__What you will do__
Pick out each line in the records below that contains the string "blue" and copy those lines.

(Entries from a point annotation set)
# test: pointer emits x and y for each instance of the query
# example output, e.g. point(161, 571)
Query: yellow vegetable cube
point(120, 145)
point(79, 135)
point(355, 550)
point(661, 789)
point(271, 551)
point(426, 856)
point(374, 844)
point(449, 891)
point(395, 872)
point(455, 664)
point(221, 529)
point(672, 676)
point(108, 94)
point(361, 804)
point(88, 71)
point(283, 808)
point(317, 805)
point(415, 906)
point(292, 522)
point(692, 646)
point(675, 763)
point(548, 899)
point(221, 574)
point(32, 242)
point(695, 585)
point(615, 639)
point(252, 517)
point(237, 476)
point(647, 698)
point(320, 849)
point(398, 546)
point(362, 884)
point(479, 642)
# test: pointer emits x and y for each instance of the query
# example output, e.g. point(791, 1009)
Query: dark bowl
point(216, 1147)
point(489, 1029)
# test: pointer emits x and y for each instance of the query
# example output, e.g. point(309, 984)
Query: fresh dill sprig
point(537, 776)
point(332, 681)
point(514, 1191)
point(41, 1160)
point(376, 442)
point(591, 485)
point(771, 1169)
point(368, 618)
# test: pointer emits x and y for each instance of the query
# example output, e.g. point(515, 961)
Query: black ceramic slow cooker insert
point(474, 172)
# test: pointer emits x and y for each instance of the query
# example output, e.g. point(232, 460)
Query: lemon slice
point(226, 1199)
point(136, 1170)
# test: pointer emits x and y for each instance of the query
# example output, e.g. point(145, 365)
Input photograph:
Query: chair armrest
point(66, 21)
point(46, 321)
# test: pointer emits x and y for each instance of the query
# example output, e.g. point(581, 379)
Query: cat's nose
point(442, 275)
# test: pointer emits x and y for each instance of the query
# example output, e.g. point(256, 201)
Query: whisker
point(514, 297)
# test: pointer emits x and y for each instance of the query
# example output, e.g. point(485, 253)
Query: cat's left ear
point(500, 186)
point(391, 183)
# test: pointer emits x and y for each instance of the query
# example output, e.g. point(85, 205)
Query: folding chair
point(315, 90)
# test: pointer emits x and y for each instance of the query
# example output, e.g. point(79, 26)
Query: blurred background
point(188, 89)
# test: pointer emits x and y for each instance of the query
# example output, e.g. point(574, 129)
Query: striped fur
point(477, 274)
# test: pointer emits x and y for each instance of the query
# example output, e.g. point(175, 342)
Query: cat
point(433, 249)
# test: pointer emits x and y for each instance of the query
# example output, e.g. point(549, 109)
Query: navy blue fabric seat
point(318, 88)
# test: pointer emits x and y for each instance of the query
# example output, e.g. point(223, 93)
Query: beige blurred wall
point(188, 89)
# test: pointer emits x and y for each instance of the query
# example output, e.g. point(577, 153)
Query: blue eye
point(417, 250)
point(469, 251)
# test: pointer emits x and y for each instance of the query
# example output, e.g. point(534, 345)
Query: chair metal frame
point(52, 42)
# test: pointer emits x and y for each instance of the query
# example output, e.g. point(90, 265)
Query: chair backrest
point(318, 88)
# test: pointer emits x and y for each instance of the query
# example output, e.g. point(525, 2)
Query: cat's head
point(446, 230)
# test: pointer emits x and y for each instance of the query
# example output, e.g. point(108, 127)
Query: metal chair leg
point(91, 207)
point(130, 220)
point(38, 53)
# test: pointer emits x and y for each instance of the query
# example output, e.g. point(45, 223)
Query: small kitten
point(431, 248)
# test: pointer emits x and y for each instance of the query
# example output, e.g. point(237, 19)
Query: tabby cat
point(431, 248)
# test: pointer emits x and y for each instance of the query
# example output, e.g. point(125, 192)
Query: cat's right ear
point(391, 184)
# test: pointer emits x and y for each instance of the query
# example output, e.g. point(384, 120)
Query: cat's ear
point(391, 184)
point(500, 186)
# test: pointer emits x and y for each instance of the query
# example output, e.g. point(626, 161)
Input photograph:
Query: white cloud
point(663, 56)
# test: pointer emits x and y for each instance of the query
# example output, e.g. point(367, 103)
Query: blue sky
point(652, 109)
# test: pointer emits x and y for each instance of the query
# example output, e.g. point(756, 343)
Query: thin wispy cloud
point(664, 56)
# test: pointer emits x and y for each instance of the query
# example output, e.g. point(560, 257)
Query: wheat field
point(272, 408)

__Complete output__
Query: navy blue fabric seat
Query: blue eye
Query: blue sky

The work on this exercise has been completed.